§ **PAGE TEXT**
But since these 360-degree images are projected onto a plane for processing, they introduce many distortions, similar to when we want to flatten a world map from a globe. Processing these distortions can be particularly heavy for real-time applications.
The division of the sphere into cells, and their projections in the image.
© Antoine André
Researchers from the Joint Robotics Laboratory (JRL, AIST/CNRS) and the Modeling, Information & Systems laboratory (MIS, Université de Picardie Jules Verne) have proposed a new type of spherical representation, called Uniform spherical mapping of omnidirectional images (UniphorM), where they transform acquired images into a regular spherical mesh type with a geometry that was previously marginal in the state of the art.
They thus showed that a significant reduction in resolution, to less than 1000 pixels only, allows a robot to estimate its orientation in space and recognize locations as well as at much higher resolutions, with minimal algorithmic complexity and memory usage.
The scientists achieved this result by applying their calculations directly on the sphere, subdividing it and assigning each pixel as one of its vertices. The sphere is approximated as an icosahedron, a solid with twenty faces. This approach has been validated on several types of robots, including two aerial drones, a hexacopter and a flying wing, a six-degree-of-freedom robotic arm, and mobile robots.
These different machines were able to perform two important tasks in robotics: estimating their orientation in space and recognizing locations. The first involves realigning their two spherical images to restore a proper set, which was achieved here with 95% success. Location recognition involves being able to recognize images from a route under different lighting, time, weather conditions... A task where the new algorithm proved 40% more effective than the state of the art. The low resolution used is also compatible with privacy protection, as it does not allow facial recognition.
The researchers are now focusing on another important task in robotics: visual servoing. This involves taking an image at a desired position and controlling the robot's movement to reach that position from another.

§ **LISTED ENTRIES**

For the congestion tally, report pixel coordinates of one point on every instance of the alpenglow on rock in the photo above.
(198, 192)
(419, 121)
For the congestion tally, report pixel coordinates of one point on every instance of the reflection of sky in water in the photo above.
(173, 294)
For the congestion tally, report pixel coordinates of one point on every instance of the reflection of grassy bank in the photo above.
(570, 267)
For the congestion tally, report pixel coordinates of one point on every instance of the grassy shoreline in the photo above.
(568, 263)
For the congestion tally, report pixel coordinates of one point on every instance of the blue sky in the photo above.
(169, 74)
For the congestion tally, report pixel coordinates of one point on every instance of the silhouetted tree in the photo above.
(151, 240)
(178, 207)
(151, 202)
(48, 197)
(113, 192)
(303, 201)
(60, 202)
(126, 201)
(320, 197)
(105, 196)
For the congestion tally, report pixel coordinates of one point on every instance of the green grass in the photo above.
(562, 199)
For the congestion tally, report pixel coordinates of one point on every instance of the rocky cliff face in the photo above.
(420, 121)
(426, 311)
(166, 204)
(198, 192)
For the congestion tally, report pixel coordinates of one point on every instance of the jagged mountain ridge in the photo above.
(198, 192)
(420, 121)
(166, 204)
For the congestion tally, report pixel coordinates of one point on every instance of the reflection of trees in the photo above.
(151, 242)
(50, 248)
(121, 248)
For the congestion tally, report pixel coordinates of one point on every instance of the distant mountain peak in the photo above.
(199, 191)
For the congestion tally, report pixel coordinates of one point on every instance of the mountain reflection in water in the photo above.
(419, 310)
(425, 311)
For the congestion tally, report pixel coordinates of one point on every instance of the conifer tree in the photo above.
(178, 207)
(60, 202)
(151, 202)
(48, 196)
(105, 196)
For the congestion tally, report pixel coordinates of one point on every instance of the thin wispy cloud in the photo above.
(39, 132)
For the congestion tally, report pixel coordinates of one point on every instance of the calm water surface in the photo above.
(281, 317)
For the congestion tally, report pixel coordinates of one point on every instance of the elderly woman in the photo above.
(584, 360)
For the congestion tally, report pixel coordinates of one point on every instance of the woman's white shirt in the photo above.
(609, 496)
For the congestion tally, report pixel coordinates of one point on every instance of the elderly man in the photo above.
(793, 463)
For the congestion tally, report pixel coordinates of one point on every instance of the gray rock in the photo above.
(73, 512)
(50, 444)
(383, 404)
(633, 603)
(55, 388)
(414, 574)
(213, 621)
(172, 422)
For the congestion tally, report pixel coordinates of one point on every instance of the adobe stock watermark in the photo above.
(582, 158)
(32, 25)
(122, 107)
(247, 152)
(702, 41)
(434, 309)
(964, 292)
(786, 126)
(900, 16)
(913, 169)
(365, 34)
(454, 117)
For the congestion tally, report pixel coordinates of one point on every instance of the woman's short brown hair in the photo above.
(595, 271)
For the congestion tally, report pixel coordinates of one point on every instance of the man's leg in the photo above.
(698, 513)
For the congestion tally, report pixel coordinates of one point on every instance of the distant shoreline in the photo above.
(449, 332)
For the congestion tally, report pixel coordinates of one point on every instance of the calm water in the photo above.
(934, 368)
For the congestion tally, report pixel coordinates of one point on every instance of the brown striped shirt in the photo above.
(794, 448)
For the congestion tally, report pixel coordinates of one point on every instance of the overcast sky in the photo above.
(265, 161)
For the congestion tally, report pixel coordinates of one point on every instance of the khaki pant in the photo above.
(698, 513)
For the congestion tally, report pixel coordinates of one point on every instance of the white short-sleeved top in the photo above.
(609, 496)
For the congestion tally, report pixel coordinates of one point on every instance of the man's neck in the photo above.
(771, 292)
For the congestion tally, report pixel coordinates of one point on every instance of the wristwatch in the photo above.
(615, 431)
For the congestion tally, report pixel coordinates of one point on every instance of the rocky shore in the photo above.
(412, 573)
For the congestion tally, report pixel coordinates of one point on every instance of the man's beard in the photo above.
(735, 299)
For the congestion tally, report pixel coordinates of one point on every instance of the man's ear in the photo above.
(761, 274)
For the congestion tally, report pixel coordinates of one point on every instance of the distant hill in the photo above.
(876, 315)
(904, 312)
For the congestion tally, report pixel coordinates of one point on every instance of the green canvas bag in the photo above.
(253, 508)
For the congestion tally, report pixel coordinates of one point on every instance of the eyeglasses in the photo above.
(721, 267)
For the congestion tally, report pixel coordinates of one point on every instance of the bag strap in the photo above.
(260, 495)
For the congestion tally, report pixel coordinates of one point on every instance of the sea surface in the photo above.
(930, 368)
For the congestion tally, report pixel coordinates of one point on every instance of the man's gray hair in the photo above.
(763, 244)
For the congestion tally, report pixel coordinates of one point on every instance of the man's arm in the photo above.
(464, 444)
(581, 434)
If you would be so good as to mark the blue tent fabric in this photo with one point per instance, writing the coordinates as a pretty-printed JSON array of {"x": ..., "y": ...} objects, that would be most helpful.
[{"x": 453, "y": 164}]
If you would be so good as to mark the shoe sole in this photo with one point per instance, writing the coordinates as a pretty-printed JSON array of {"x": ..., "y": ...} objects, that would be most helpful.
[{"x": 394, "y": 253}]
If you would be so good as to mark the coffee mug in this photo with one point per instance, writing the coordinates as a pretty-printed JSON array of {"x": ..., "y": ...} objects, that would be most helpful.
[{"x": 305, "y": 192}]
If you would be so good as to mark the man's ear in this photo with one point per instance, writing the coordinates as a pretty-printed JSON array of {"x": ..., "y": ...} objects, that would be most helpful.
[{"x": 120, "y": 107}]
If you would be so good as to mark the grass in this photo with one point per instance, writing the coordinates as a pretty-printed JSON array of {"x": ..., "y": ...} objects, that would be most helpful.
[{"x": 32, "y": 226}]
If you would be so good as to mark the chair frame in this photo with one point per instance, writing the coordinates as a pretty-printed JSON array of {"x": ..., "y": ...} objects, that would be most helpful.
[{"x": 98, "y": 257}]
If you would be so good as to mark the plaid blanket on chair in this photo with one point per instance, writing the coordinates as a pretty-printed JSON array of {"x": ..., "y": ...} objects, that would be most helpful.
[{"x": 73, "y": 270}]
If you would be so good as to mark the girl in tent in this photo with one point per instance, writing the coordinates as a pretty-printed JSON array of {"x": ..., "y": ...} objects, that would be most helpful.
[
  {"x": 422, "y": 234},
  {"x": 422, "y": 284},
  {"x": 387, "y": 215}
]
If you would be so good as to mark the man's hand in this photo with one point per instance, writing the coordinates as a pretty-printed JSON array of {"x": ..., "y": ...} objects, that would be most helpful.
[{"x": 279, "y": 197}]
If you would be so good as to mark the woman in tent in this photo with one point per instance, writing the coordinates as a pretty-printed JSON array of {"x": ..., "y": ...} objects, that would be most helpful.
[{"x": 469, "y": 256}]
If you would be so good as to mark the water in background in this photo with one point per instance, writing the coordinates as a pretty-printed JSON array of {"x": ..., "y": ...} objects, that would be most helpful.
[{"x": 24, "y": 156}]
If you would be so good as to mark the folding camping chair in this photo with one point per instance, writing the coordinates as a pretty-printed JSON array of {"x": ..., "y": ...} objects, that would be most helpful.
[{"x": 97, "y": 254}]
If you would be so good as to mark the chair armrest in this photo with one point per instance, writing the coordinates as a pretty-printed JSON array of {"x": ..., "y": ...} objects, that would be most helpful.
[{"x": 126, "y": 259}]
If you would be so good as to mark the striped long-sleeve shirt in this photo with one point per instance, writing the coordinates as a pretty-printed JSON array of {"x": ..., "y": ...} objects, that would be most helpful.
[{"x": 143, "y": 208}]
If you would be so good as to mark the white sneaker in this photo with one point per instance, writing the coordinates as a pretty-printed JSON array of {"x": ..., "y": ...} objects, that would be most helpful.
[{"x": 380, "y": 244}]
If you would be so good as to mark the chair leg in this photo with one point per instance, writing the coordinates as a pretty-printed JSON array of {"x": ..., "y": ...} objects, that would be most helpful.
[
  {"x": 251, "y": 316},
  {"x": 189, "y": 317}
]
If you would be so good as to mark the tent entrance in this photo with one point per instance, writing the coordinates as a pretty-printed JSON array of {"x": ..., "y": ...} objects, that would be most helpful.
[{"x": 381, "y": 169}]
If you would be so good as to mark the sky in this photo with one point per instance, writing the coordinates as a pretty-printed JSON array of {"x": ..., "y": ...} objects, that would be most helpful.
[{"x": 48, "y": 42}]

§ **ACTIVITY**
Rewrite the stretch of the robot vision text from "These different machines" through "allow facial recognition.", with "machines" replaced by "robots". The data after the text is separate material.

§ **SOLUTION TO THIS EXERCISE**
These different robots were able to perform two important tasks in robotics: estimating their orientation in space and recognizing locations. The first involves realigning their two spherical images to restore a proper set, which was achieved here with 95% success. Location recognition involves being able to recognize images from a route under different lighting, time, weather conditions... A task where the new algorithm proved 40% more effective than the state of the art. The low resolution used is also compatible with privacy protection, as it does not allow facial recognition.